Take the lines from the one with "Target: bus side mirror" to the end of the listing, both ends included, and quote them exactly, leaving pictures out.

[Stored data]

▬▬▬▬▬▬

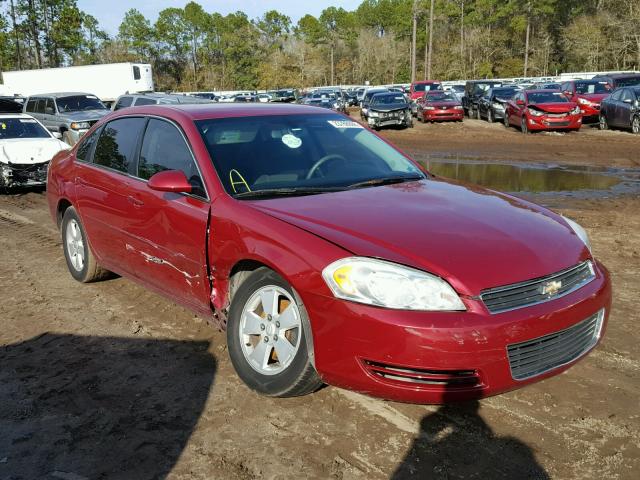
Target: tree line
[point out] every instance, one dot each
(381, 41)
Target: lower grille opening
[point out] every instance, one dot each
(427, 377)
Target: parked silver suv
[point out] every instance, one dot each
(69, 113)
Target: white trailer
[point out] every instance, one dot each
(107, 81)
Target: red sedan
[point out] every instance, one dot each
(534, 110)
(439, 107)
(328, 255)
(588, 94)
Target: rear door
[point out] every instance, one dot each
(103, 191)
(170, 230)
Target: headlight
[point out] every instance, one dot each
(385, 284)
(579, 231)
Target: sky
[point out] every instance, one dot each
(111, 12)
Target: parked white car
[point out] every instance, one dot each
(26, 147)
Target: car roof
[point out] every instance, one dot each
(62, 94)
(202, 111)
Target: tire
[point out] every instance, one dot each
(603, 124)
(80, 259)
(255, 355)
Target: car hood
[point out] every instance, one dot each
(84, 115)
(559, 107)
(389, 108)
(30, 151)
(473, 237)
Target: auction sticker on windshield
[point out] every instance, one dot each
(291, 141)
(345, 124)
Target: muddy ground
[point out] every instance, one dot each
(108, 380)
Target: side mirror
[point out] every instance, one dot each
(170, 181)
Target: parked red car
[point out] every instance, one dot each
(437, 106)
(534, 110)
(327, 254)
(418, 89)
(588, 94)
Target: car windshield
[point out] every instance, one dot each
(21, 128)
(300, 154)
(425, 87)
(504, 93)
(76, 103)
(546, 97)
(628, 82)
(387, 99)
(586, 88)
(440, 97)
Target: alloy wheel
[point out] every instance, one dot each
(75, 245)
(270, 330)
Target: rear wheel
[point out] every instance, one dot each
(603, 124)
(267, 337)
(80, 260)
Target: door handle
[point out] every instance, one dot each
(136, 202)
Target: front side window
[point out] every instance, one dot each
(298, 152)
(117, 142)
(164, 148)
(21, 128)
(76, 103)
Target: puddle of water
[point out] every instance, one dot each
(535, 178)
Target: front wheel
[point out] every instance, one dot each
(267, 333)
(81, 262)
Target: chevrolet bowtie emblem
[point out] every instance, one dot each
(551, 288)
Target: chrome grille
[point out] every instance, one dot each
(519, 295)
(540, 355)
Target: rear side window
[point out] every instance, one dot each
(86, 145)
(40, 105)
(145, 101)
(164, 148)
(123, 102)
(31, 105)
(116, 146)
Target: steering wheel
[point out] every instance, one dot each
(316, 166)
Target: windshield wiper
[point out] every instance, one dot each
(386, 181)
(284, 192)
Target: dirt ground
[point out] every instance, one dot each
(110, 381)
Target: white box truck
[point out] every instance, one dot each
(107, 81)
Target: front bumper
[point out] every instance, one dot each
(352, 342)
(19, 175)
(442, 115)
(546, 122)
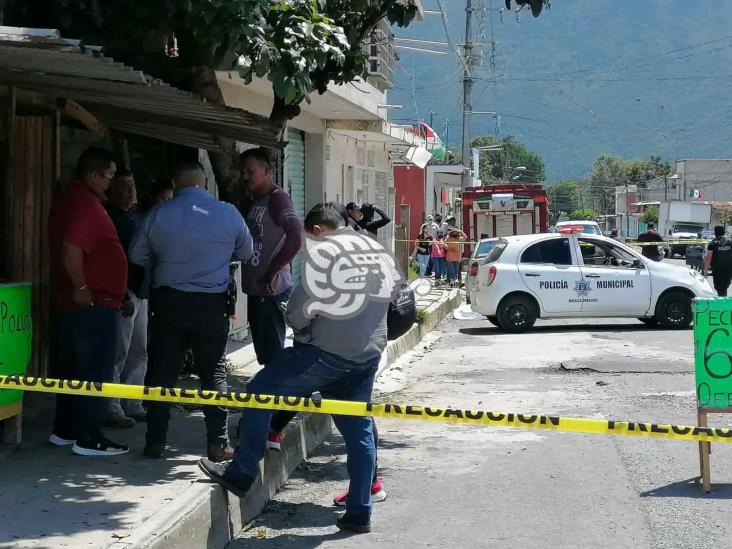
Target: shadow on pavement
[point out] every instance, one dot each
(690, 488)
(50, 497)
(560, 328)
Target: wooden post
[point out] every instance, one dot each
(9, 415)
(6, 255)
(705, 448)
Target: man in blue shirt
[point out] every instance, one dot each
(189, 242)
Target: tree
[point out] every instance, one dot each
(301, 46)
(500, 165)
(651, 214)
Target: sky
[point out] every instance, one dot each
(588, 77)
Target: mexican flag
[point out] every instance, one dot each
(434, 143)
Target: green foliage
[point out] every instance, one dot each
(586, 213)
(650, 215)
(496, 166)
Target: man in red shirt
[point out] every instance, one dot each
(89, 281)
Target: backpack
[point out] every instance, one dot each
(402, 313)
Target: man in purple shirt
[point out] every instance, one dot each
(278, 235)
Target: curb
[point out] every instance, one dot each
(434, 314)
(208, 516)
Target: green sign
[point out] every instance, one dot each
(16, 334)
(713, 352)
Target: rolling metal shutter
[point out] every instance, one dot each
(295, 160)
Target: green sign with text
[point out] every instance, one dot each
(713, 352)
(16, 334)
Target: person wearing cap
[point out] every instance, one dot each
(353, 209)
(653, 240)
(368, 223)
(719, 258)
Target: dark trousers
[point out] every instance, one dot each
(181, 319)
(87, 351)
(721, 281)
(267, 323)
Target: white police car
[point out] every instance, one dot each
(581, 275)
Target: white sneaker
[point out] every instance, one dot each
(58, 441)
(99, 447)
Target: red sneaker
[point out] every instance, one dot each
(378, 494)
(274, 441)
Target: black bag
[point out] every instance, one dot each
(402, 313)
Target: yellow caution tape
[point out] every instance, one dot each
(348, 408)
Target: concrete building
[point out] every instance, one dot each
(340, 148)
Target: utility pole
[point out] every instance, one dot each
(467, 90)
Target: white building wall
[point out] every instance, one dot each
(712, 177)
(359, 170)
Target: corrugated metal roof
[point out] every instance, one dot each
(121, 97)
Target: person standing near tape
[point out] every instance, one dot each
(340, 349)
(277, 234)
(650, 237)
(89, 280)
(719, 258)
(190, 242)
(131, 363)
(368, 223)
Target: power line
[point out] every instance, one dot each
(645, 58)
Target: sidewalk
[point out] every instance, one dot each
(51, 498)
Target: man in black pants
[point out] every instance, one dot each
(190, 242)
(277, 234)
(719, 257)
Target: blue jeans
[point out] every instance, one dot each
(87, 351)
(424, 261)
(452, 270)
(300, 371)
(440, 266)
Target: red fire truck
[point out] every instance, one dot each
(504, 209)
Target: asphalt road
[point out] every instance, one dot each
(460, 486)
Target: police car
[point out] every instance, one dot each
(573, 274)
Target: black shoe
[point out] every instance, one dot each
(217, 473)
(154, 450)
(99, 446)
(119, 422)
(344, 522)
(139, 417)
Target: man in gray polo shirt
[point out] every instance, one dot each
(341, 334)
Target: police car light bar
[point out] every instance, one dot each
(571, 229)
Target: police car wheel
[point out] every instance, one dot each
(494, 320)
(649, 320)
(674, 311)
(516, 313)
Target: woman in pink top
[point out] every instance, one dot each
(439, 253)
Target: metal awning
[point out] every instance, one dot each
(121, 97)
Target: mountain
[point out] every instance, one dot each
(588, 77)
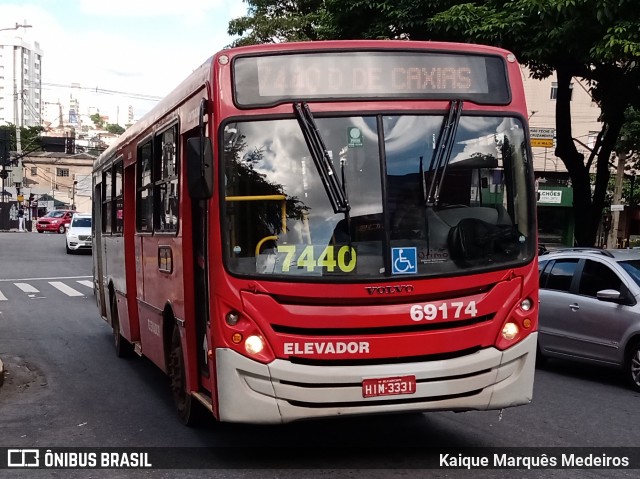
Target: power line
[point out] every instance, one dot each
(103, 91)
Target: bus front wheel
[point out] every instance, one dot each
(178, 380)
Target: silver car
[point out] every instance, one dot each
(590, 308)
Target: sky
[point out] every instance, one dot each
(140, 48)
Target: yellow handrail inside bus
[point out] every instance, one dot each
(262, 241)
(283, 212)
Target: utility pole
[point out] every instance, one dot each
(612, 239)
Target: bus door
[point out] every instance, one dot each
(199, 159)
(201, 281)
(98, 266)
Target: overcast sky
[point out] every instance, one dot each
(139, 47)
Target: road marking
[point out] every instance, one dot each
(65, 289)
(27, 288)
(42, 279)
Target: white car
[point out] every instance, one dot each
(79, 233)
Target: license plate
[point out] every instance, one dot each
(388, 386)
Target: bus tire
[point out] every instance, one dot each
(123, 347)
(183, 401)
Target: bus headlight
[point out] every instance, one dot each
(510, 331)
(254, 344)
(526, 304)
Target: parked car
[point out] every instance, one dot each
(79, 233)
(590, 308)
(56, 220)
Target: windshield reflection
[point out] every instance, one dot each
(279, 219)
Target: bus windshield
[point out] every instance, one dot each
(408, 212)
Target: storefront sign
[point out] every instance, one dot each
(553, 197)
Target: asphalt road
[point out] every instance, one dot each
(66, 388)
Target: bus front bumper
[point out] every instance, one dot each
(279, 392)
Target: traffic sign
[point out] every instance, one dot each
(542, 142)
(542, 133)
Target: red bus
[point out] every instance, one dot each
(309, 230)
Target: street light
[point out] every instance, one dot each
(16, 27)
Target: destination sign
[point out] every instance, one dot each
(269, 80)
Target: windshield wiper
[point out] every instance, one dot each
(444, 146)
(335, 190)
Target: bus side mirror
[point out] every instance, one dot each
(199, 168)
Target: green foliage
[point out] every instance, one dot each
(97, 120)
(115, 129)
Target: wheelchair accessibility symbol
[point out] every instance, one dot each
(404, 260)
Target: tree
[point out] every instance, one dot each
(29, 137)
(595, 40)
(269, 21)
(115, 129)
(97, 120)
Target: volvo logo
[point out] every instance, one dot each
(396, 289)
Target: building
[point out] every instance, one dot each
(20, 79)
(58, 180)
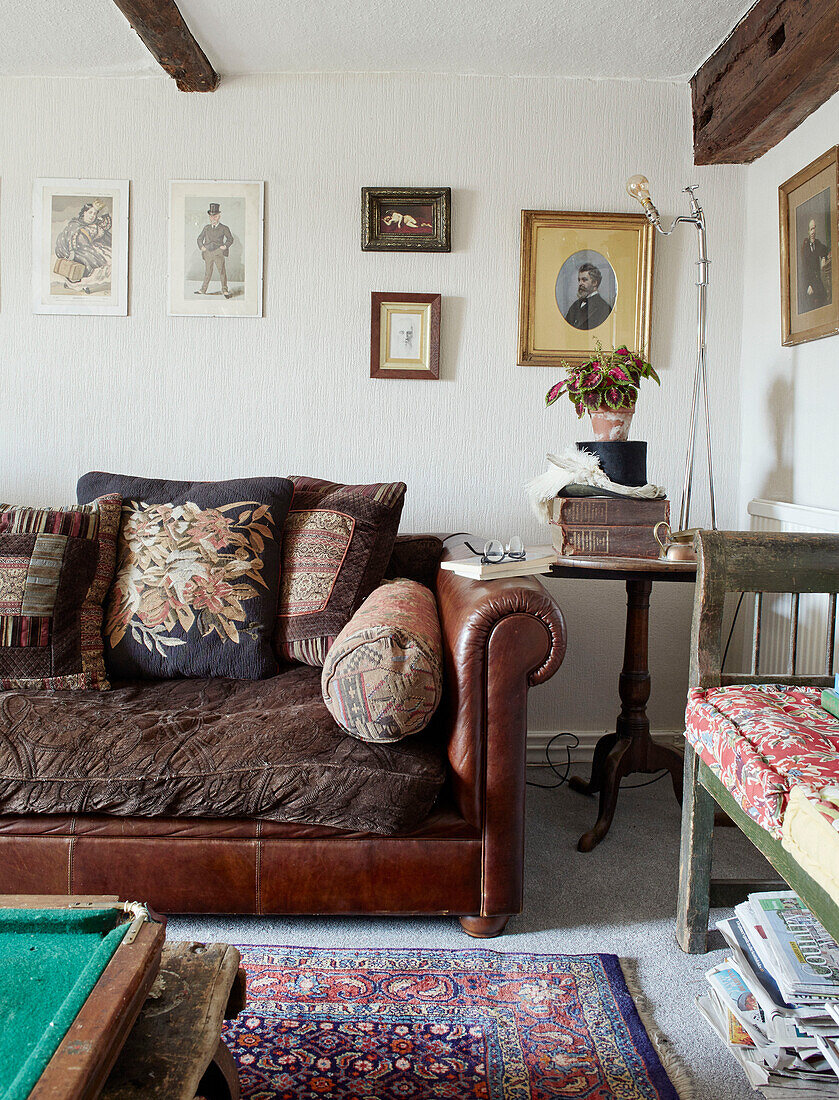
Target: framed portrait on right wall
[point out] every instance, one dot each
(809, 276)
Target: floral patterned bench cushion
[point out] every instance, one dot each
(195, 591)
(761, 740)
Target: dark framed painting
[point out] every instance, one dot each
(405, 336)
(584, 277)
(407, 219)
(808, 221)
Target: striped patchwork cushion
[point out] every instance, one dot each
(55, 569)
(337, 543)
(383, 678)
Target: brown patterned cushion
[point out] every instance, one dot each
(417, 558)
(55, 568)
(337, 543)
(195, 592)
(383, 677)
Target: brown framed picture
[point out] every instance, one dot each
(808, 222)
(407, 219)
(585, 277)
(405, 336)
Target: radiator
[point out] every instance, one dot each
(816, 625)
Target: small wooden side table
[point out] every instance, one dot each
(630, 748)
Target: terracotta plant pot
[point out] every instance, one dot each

▬▬▬▬▬▬

• [TASK RESULT]
Target: bus side mirror
[point out] every instance, one dot each
(199, 168)
Target: green foliage
[point out] every instance, one dot each
(97, 120)
(115, 129)
Target: wheelchair accessibility symbol
[point out] every instance, one dot each
(404, 260)
Target: tree
[point out] every instance, one dot each
(29, 137)
(595, 40)
(269, 21)
(115, 129)
(97, 120)
Target: volvo logo
[point out] every instance, one dot each
(396, 289)
Target: building
[point out] every instance, one dot each
(20, 79)
(58, 180)
Target: framed portrait on right wall
[point out] every instance, one dot each
(809, 276)
Target: floral patterned bench cushion
[point out] every instance, one dot each
(195, 591)
(761, 740)
Target: dark framed painting
[point out] every instance, one dot each
(405, 336)
(584, 277)
(407, 219)
(808, 221)
Target: striped patchwork cushion
[point out] every instance, one dot each
(55, 569)
(337, 543)
(383, 678)
Target: brown patterned cushion
[point out] every instance, one dot each
(417, 558)
(55, 568)
(337, 543)
(195, 592)
(383, 677)
Target: brown framed picture
[point out] every instance, one dot each
(808, 222)
(407, 219)
(585, 277)
(405, 336)
Target: radiator
[point out] every instance, one dot each
(816, 625)
Target: small wooden side table
[point out] every instance, one dot each
(630, 748)
Target: terracotta plant pot
[point out] every instance, one dot each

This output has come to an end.